[Data excerpts]
+-------+
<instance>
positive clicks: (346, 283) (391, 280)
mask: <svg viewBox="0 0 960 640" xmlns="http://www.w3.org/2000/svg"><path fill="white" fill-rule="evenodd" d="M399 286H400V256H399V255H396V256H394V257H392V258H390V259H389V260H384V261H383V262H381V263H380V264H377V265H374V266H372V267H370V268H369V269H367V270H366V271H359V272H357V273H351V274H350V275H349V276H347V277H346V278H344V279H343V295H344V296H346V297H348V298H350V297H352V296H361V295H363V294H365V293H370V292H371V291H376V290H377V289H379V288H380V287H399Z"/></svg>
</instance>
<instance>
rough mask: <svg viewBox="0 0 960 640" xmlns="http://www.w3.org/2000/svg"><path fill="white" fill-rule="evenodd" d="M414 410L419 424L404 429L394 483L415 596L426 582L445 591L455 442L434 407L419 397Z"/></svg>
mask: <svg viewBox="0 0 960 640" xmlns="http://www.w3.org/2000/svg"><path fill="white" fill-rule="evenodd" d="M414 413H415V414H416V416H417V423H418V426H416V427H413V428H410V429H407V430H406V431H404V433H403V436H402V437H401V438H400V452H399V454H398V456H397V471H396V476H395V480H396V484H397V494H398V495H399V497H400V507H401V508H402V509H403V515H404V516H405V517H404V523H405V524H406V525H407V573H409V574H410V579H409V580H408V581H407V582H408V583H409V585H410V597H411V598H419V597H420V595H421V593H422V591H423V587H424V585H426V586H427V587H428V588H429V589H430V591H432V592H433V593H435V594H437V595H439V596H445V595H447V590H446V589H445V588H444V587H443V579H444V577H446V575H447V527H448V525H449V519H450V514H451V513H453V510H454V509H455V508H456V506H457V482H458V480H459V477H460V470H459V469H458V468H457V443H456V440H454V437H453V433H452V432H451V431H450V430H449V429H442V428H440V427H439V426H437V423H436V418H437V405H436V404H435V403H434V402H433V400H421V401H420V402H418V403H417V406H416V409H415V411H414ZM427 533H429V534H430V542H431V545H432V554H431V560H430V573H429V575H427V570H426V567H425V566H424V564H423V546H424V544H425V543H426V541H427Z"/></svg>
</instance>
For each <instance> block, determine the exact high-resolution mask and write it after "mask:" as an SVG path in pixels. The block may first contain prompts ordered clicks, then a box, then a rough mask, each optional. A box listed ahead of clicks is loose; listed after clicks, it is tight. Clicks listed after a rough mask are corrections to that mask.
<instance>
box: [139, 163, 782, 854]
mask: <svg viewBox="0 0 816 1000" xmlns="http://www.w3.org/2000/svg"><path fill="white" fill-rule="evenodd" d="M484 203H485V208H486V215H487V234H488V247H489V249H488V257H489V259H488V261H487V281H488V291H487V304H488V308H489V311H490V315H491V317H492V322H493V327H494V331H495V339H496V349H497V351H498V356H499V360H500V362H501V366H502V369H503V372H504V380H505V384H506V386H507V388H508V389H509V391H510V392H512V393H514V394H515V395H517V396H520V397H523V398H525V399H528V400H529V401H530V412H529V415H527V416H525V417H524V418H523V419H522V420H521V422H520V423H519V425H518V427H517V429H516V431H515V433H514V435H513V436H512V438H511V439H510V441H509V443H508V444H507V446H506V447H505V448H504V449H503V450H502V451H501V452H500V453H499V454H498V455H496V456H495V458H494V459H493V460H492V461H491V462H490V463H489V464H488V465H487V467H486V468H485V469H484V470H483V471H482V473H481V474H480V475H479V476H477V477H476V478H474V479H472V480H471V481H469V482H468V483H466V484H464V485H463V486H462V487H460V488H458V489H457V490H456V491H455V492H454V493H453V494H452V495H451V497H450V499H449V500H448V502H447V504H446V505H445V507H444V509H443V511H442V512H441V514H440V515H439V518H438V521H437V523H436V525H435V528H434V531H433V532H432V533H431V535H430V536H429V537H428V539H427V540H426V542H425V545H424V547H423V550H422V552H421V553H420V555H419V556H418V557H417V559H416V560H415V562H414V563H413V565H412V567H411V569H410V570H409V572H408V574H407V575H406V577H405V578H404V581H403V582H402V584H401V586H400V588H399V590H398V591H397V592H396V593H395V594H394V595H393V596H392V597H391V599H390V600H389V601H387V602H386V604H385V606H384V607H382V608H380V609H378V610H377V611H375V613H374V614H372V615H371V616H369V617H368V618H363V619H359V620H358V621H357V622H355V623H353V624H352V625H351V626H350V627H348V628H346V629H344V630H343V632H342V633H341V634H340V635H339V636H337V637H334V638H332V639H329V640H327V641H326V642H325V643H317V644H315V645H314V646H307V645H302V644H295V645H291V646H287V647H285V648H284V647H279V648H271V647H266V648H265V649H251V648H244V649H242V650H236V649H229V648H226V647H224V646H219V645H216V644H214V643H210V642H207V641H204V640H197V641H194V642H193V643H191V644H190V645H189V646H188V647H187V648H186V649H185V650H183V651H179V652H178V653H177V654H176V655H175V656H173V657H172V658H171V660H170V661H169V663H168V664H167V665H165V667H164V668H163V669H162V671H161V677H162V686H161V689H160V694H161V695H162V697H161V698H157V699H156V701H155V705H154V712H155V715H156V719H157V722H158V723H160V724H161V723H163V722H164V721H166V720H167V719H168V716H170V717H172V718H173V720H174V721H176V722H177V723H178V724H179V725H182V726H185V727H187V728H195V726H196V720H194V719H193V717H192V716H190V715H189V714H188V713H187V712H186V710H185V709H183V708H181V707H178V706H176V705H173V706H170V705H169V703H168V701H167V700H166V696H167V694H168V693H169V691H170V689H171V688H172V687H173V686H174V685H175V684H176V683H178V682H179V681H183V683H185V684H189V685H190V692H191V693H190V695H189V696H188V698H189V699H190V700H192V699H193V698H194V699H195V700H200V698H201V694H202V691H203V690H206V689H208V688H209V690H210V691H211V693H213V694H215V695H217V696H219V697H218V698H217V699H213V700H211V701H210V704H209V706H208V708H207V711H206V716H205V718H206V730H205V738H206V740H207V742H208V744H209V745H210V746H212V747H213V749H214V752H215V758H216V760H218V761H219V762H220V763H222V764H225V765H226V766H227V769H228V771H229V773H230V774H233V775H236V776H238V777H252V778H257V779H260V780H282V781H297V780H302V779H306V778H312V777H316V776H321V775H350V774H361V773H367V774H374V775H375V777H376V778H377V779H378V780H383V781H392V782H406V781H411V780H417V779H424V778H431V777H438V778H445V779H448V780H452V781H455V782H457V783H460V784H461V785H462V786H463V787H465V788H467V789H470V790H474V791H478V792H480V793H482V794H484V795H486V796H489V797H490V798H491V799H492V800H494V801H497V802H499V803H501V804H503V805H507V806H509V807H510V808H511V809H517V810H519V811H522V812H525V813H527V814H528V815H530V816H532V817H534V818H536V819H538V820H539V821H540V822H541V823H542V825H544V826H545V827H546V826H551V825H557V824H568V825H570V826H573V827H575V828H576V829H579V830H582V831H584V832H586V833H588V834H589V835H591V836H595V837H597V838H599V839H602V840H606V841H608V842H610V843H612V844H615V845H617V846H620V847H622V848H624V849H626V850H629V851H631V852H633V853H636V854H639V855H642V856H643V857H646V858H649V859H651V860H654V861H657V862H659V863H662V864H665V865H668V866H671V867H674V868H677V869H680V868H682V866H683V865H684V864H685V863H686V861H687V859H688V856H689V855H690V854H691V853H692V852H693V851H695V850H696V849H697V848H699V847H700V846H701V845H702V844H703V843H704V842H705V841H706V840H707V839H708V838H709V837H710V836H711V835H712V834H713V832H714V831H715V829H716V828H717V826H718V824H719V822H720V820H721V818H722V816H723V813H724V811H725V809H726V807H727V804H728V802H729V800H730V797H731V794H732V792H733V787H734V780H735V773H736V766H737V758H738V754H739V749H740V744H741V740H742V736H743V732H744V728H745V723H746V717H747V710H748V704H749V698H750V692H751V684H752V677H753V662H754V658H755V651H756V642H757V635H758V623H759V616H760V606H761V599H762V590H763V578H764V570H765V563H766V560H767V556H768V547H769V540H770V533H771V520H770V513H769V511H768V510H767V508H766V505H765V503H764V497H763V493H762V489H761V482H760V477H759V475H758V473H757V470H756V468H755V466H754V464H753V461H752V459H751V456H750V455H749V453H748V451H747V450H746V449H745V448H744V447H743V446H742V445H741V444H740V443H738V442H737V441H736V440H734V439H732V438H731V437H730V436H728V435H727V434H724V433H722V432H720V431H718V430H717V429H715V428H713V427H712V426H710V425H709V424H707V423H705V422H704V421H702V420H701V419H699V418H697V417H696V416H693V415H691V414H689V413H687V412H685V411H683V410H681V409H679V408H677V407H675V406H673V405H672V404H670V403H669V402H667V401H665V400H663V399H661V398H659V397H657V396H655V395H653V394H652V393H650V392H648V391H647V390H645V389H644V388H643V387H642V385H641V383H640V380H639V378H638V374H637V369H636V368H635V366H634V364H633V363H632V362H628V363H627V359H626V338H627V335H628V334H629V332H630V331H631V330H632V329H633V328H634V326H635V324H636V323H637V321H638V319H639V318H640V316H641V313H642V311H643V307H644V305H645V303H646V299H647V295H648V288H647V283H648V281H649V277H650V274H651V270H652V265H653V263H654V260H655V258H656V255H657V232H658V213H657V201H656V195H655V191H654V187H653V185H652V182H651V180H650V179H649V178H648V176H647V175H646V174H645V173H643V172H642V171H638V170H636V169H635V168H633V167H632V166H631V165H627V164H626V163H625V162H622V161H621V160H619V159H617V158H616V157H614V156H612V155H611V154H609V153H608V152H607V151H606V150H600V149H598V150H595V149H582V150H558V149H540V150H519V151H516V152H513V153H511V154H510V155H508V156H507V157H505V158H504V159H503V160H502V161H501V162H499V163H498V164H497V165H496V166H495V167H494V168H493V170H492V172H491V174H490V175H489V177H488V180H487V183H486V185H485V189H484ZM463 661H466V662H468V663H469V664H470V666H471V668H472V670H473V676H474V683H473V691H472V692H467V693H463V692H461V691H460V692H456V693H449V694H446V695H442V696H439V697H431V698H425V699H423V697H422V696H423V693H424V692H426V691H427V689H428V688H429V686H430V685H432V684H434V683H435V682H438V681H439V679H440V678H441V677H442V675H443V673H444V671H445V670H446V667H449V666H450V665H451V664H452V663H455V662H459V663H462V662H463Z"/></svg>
+-------+
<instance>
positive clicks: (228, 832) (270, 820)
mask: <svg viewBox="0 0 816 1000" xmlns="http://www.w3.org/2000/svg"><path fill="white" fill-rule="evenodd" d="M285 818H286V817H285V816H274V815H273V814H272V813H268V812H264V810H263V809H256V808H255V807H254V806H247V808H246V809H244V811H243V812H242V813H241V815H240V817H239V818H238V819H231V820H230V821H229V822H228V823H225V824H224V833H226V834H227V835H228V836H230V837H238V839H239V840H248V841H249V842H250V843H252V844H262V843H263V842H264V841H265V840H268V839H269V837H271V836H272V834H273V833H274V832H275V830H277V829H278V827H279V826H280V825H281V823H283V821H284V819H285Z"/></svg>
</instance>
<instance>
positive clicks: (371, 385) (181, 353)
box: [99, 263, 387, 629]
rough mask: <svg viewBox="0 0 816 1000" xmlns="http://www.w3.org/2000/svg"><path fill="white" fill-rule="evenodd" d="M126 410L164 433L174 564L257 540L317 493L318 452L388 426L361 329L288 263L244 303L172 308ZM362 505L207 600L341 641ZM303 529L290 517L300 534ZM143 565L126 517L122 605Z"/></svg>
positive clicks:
+-------+
• Task description: How many lines in the items above contain the string "rough", with case counting? Reply with the number only.

• Task response: 3